Work required: Count the lines in the rows below that contain the word "building", treating case as significant. Reply with only the number.
━━━━━ Exercise input ━━━━━
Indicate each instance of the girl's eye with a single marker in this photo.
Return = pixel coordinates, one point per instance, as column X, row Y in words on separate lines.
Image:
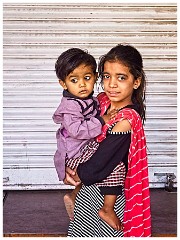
column 106, row 77
column 87, row 78
column 121, row 77
column 74, row 80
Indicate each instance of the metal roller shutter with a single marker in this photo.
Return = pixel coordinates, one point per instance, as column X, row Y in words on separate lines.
column 33, row 37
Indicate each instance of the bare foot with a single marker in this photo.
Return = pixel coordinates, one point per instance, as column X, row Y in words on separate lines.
column 110, row 217
column 69, row 201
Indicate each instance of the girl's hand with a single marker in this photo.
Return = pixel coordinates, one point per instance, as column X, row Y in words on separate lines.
column 71, row 177
column 111, row 114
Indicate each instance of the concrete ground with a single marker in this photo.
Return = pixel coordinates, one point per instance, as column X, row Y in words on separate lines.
column 42, row 213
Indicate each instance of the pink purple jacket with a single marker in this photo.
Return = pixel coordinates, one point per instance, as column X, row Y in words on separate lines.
column 80, row 121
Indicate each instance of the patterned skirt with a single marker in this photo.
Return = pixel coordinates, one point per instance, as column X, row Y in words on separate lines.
column 86, row 221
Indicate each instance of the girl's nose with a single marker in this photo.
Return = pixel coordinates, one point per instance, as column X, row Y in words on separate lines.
column 113, row 82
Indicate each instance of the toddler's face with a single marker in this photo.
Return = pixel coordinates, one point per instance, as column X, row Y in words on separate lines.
column 80, row 82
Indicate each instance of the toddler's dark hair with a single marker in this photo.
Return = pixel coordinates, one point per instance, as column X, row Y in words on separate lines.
column 131, row 58
column 71, row 59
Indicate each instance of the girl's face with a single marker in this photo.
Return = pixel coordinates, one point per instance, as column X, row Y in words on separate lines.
column 80, row 82
column 119, row 83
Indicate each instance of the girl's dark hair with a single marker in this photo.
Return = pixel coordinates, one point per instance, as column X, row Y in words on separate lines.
column 131, row 58
column 71, row 59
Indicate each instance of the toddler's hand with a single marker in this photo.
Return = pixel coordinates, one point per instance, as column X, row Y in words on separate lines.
column 110, row 115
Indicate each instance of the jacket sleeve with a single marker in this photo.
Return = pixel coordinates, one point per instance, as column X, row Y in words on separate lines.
column 111, row 151
column 77, row 126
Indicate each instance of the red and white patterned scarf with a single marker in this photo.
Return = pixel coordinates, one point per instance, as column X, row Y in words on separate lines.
column 137, row 215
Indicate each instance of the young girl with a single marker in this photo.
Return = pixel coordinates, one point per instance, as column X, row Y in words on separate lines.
column 78, row 112
column 122, row 140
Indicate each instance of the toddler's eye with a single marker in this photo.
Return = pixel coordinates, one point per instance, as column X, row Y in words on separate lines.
column 74, row 80
column 87, row 78
column 105, row 77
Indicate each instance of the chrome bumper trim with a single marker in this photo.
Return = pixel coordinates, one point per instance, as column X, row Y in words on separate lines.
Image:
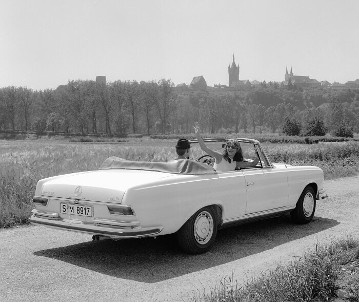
column 322, row 194
column 97, row 230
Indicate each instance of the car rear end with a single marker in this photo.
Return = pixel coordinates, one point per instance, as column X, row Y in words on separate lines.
column 92, row 202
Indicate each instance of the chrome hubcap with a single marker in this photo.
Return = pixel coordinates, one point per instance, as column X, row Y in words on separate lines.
column 203, row 227
column 308, row 204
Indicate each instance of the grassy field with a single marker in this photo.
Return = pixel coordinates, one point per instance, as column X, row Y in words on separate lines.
column 23, row 163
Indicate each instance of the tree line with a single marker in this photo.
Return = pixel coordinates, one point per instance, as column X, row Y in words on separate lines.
column 129, row 107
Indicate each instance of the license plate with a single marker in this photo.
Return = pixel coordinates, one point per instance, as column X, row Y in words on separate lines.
column 76, row 210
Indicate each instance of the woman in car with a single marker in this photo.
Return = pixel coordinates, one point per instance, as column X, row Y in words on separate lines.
column 230, row 159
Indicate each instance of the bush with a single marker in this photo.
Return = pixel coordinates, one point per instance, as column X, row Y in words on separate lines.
column 315, row 128
column 291, row 127
column 344, row 131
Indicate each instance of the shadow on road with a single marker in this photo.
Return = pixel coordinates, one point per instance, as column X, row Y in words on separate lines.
column 153, row 260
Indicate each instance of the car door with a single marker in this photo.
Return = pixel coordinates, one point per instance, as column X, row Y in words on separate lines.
column 230, row 188
column 267, row 190
column 266, row 186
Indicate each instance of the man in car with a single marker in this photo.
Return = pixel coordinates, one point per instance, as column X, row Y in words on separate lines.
column 183, row 148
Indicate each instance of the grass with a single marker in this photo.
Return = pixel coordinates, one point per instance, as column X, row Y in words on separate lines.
column 23, row 163
column 319, row 276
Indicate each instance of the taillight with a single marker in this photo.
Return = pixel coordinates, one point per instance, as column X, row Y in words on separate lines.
column 120, row 210
column 40, row 200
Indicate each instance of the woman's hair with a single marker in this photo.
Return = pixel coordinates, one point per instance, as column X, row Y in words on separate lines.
column 238, row 156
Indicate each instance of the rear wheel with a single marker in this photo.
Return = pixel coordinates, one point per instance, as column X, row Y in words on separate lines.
column 304, row 211
column 198, row 234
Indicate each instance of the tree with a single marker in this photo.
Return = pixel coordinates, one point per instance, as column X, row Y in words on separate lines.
column 149, row 97
column 271, row 119
column 165, row 104
column 313, row 122
column 10, row 105
column 25, row 101
column 291, row 127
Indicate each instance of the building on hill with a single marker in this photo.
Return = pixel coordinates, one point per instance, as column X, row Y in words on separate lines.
column 233, row 74
column 299, row 81
column 353, row 84
column 199, row 83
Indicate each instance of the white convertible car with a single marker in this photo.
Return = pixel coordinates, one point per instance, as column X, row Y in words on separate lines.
column 128, row 199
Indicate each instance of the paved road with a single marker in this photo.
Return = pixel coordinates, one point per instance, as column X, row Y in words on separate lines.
column 41, row 264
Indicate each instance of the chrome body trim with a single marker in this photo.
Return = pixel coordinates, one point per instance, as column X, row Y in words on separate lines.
column 104, row 227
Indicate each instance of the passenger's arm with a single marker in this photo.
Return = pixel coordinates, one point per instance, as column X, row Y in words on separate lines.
column 203, row 146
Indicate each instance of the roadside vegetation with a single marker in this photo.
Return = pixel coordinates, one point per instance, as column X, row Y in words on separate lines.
column 327, row 273
column 23, row 163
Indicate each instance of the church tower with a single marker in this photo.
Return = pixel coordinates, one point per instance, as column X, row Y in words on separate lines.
column 233, row 74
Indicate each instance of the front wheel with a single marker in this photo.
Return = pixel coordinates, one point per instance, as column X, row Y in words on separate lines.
column 304, row 211
column 198, row 234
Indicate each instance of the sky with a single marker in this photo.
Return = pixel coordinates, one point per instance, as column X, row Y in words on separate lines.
column 46, row 43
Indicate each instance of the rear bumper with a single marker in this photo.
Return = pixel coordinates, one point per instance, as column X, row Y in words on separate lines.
column 322, row 194
column 108, row 230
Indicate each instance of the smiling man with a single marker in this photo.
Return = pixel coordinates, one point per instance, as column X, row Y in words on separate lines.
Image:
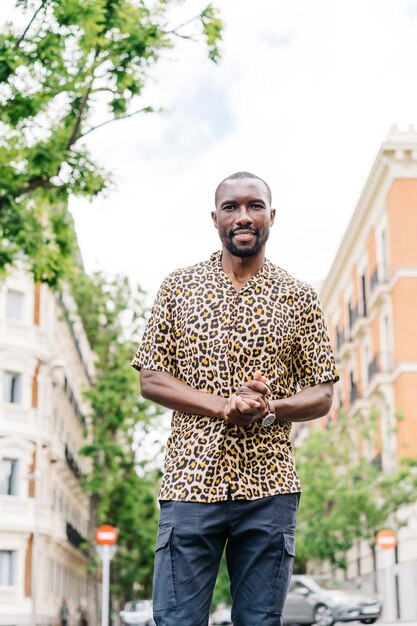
column 238, row 349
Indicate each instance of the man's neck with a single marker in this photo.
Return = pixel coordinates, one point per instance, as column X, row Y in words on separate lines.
column 241, row 269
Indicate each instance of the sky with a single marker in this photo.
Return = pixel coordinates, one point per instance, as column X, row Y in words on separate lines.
column 303, row 96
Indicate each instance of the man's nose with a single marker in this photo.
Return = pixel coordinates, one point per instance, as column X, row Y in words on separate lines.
column 244, row 216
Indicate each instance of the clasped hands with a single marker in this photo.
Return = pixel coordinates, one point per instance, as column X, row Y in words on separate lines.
column 249, row 403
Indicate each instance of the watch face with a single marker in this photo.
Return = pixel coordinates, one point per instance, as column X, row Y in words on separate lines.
column 268, row 419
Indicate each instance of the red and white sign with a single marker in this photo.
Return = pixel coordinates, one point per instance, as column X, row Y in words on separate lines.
column 386, row 539
column 106, row 535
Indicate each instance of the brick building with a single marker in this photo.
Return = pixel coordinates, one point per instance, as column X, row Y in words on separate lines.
column 370, row 301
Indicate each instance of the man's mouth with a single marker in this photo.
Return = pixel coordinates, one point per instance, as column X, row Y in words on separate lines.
column 243, row 235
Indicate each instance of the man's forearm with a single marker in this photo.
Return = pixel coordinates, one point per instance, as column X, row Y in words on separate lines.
column 165, row 389
column 309, row 403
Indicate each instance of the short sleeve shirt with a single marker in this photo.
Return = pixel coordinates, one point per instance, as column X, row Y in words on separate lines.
column 213, row 338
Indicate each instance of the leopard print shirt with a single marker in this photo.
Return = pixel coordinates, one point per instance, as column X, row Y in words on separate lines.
column 213, row 338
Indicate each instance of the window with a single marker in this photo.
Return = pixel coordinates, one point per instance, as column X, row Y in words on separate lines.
column 8, row 477
column 7, row 567
column 12, row 387
column 14, row 307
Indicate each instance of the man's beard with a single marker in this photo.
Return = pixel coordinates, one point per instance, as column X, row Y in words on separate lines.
column 244, row 251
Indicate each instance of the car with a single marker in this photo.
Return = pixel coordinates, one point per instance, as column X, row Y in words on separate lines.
column 137, row 613
column 323, row 601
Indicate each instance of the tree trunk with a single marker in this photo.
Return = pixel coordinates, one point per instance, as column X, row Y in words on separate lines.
column 373, row 551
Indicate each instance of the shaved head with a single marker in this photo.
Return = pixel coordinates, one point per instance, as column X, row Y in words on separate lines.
column 241, row 175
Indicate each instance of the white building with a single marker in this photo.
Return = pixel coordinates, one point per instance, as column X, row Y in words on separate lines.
column 45, row 364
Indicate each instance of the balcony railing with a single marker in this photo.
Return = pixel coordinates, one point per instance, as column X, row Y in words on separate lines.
column 380, row 364
column 340, row 338
column 72, row 464
column 353, row 316
column 354, row 393
column 73, row 536
column 379, row 277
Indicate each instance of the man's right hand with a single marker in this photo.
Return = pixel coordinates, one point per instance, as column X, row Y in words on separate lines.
column 249, row 403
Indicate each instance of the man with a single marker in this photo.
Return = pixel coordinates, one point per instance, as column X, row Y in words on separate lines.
column 239, row 350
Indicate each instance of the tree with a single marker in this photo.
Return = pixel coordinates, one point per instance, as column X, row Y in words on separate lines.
column 72, row 56
column 347, row 498
column 111, row 311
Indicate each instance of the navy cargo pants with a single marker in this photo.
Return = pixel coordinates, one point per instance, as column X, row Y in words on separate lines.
column 259, row 540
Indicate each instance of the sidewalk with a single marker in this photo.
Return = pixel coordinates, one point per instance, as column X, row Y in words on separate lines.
column 378, row 623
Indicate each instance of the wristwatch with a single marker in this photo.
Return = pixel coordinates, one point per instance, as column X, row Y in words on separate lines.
column 269, row 417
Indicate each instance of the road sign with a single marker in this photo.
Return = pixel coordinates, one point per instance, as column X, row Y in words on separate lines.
column 386, row 539
column 106, row 535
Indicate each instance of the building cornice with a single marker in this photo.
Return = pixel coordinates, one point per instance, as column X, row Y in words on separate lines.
column 399, row 148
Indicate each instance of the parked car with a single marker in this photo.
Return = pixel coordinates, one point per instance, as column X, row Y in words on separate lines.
column 137, row 613
column 324, row 601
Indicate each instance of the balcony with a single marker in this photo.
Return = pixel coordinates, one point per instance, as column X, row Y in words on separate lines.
column 74, row 537
column 343, row 343
column 12, row 506
column 9, row 595
column 358, row 318
column 354, row 393
column 378, row 283
column 18, row 419
column 72, row 464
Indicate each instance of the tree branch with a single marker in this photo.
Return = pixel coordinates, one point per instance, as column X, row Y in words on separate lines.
column 177, row 28
column 115, row 119
column 34, row 16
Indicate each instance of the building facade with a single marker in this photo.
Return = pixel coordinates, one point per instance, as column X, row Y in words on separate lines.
column 45, row 364
column 370, row 301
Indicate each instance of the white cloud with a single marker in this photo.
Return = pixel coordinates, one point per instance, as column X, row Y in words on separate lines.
column 304, row 96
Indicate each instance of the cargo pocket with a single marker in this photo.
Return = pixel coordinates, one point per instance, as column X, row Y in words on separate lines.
column 282, row 576
column 164, row 596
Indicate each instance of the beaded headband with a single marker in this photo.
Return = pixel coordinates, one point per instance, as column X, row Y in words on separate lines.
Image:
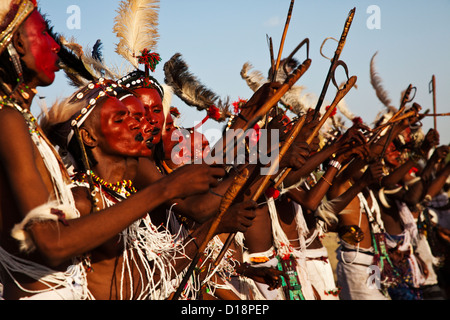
column 24, row 9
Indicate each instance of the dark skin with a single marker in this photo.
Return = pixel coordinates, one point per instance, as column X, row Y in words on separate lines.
column 107, row 259
column 26, row 184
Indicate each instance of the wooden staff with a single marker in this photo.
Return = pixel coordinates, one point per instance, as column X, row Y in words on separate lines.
column 267, row 179
column 294, row 132
column 283, row 39
column 406, row 98
column 432, row 89
column 435, row 114
column 339, row 96
column 335, row 60
column 225, row 204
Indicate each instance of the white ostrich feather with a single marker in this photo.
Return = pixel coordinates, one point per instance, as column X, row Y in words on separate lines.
column 137, row 28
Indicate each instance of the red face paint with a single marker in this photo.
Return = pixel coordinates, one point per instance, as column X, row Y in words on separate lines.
column 122, row 133
column 137, row 112
column 154, row 110
column 41, row 49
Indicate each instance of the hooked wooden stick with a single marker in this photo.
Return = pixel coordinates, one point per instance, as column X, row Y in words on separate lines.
column 225, row 204
column 267, row 179
column 334, row 61
column 290, row 81
column 377, row 131
column 283, row 39
column 435, row 114
column 339, row 96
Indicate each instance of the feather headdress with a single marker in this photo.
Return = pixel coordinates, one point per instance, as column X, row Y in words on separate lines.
column 292, row 99
column 137, row 28
column 189, row 89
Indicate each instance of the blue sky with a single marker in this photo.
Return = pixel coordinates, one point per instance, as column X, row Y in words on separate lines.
column 217, row 37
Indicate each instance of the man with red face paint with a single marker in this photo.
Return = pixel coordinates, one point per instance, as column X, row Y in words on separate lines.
column 42, row 238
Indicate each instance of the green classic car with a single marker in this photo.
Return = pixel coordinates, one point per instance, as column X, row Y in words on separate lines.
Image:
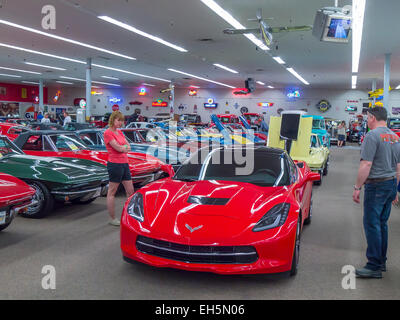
column 54, row 179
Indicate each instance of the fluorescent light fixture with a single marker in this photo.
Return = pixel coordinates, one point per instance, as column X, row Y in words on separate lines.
column 19, row 70
column 107, row 77
column 279, row 60
column 49, row 35
column 291, row 70
column 77, row 61
column 225, row 68
column 40, row 53
column 30, row 82
column 357, row 29
column 142, row 33
column 64, row 82
column 353, row 82
column 9, row 75
column 233, row 22
column 129, row 72
column 83, row 80
column 44, row 66
column 204, row 79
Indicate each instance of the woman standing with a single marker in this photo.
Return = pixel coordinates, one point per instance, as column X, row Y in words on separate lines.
column 341, row 133
column 117, row 166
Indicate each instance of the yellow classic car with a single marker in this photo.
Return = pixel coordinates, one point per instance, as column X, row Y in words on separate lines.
column 307, row 147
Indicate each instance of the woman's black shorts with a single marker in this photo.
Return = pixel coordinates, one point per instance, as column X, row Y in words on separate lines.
column 118, row 172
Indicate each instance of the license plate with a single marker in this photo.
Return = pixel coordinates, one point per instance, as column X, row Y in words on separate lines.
column 97, row 193
column 3, row 215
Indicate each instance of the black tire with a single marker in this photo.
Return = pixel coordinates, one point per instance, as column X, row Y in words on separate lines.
column 296, row 251
column 79, row 201
column 45, row 201
column 307, row 221
column 4, row 226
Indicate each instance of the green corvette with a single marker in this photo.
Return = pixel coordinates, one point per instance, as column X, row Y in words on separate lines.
column 54, row 179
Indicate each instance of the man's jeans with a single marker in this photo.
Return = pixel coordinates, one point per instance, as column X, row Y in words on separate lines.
column 378, row 199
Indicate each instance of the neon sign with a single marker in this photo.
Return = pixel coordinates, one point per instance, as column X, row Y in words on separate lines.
column 115, row 100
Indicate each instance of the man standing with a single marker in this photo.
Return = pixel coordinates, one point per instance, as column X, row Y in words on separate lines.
column 380, row 172
column 67, row 118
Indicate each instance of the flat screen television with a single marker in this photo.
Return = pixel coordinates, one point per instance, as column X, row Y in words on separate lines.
column 337, row 29
column 290, row 126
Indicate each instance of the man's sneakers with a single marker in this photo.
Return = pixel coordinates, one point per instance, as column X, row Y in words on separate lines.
column 368, row 273
column 115, row 222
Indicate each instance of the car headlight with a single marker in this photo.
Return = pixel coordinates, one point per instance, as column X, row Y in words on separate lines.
column 275, row 217
column 135, row 207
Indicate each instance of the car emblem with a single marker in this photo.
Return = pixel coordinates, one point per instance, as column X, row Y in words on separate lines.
column 194, row 229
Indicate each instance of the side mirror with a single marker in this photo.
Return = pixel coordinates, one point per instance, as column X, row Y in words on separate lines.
column 313, row 176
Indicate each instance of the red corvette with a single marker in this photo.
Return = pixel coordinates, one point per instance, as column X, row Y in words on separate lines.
column 222, row 218
column 15, row 196
column 144, row 168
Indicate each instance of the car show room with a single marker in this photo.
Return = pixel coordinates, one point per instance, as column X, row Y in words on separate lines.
column 199, row 150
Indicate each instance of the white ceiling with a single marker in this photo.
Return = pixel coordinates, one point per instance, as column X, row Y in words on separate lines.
column 184, row 23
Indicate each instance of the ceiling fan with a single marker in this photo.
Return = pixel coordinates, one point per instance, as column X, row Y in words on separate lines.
column 265, row 30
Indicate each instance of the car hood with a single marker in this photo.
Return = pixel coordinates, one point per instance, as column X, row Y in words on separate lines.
column 66, row 170
column 12, row 189
column 168, row 213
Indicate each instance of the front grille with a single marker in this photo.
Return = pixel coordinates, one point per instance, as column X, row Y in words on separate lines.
column 197, row 254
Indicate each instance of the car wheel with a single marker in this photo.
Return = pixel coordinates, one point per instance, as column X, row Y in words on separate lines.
column 296, row 251
column 4, row 226
column 79, row 201
column 307, row 221
column 44, row 199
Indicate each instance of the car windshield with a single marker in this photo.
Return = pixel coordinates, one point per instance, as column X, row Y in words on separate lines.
column 259, row 167
column 8, row 148
column 66, row 142
column 318, row 124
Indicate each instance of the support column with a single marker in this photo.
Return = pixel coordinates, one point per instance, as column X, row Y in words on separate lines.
column 386, row 83
column 41, row 107
column 89, row 87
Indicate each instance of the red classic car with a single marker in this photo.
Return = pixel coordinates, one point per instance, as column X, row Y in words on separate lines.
column 15, row 196
column 144, row 168
column 12, row 130
column 219, row 216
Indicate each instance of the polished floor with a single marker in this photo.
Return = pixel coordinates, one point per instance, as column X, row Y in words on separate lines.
column 84, row 251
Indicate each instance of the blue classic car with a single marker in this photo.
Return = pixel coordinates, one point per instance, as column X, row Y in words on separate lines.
column 95, row 140
column 319, row 128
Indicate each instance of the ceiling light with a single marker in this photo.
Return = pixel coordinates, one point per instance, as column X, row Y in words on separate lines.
column 291, row 70
column 83, row 80
column 225, row 68
column 107, row 77
column 279, row 60
column 25, row 71
column 49, row 35
column 357, row 29
column 233, row 22
column 9, row 75
column 64, row 82
column 128, row 72
column 197, row 77
column 353, row 82
column 30, row 82
column 44, row 66
column 40, row 53
column 142, row 33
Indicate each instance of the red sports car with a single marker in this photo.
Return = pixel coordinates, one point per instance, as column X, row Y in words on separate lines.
column 144, row 168
column 15, row 196
column 222, row 216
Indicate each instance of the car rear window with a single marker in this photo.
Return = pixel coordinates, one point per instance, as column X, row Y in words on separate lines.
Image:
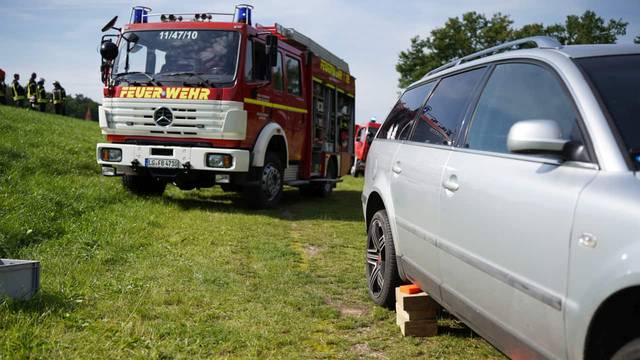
━━━━━
Written response: 5